### [JOB 1]
In the article on digital twins below, which company sponsors the series it belongs to?

### [EXCERPT TO READ]
════════════════
This is the sixth article in a 7-part series featuring articles on Transforming Industrial Manufacturing with Industry 4.0. The series looks at technological developments and emerging trends in the manufacturing industry that drive growth and innovation. This series is sponsored by Mouser Electronics. Through their sponsorship, Mouser Electronics shares its passion and support for engineering advancements that enable a smarter, cleaner, safer manufacturing future.  

Digital twins (DTs) is a rapidly evolving technology that is changing the way products are designed and manufactured. By creating a virtual replica of a physical product or process, companies can simulate and optimize manufacturing processes before they are implemented in the real world. DTs is also an important tool for bridging the gap between product design and manufacturing, ensuring that products are built to exact specifications and reducing the risk of errors and defects. 

In this article, we will explore DTs and their role in bridging product design and manufacturing. We will discuss how DTs are being used in manufacturing to simulate and optimize production processes, leading to improved reliability, efficiency, and quality.

Introduction

An underlying premise in product manufacturing is that tasks are broken into two categories: (1) The most efficient use of physical resources and (2) physical resource waste. Lean manufacturing has enabled manufacturers to reduce the time within the production system as well as response times from suppliers and customers.
════════════════
### [SUPPLIED MATERIAL]
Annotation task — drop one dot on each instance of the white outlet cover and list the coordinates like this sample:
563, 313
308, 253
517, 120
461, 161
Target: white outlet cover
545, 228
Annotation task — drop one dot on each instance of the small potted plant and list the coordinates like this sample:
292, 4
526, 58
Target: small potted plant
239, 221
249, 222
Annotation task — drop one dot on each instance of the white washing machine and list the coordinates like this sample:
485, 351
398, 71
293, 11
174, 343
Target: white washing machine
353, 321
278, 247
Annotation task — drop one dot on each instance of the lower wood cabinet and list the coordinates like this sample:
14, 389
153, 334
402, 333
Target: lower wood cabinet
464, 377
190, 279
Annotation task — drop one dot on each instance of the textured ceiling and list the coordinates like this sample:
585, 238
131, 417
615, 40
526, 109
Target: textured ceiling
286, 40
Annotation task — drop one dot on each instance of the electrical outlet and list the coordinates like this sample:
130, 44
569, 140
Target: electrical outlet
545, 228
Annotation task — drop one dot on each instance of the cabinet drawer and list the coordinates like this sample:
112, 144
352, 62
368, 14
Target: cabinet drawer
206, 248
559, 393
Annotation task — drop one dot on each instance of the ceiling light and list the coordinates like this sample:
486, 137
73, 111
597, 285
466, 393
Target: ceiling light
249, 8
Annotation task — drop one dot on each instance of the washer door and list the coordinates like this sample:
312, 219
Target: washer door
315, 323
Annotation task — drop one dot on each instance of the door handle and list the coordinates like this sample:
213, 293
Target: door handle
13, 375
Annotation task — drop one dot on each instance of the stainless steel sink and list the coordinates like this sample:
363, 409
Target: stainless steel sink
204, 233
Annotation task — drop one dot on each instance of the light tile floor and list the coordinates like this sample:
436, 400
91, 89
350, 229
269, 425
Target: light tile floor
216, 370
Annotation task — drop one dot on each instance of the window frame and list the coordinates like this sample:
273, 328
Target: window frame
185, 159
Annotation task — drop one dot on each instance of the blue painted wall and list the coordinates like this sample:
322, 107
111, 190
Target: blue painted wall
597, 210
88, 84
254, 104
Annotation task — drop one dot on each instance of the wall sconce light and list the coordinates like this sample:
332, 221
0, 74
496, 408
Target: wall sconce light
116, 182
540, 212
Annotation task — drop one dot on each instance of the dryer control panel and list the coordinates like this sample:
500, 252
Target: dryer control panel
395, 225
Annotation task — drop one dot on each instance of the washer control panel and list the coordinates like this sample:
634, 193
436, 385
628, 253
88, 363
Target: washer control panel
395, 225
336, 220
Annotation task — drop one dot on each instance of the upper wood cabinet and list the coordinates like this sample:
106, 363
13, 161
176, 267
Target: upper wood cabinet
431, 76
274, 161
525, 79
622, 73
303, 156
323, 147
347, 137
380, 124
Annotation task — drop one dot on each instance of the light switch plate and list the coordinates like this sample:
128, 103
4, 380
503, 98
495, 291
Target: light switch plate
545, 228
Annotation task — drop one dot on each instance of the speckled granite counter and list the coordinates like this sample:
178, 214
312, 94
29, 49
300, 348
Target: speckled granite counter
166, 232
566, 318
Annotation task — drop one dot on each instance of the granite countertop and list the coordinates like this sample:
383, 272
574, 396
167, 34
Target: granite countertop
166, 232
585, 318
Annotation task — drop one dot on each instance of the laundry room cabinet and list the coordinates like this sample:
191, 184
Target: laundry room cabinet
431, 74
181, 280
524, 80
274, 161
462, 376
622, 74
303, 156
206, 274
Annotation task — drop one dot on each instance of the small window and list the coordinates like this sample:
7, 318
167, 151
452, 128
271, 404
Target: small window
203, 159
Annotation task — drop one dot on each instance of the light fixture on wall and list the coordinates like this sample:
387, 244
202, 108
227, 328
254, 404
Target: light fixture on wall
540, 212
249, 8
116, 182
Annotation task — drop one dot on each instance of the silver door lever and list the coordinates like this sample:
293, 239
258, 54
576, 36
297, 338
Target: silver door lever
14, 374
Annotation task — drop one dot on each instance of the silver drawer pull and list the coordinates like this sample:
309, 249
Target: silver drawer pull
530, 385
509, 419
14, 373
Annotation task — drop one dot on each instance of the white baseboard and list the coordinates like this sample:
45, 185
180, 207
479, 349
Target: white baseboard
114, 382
════════════════
### [JOB 2]
From the records above, pull out every line that contains the string "sink", matching case exactly.

### [EXERCISE OUTPUT 1]
Mouser Electronics

### [EXERCISE OUTPUT 2]
Annotation task — drop one dot on each instance of the stainless steel sink and list the coordinates like this sample:
Target: stainless steel sink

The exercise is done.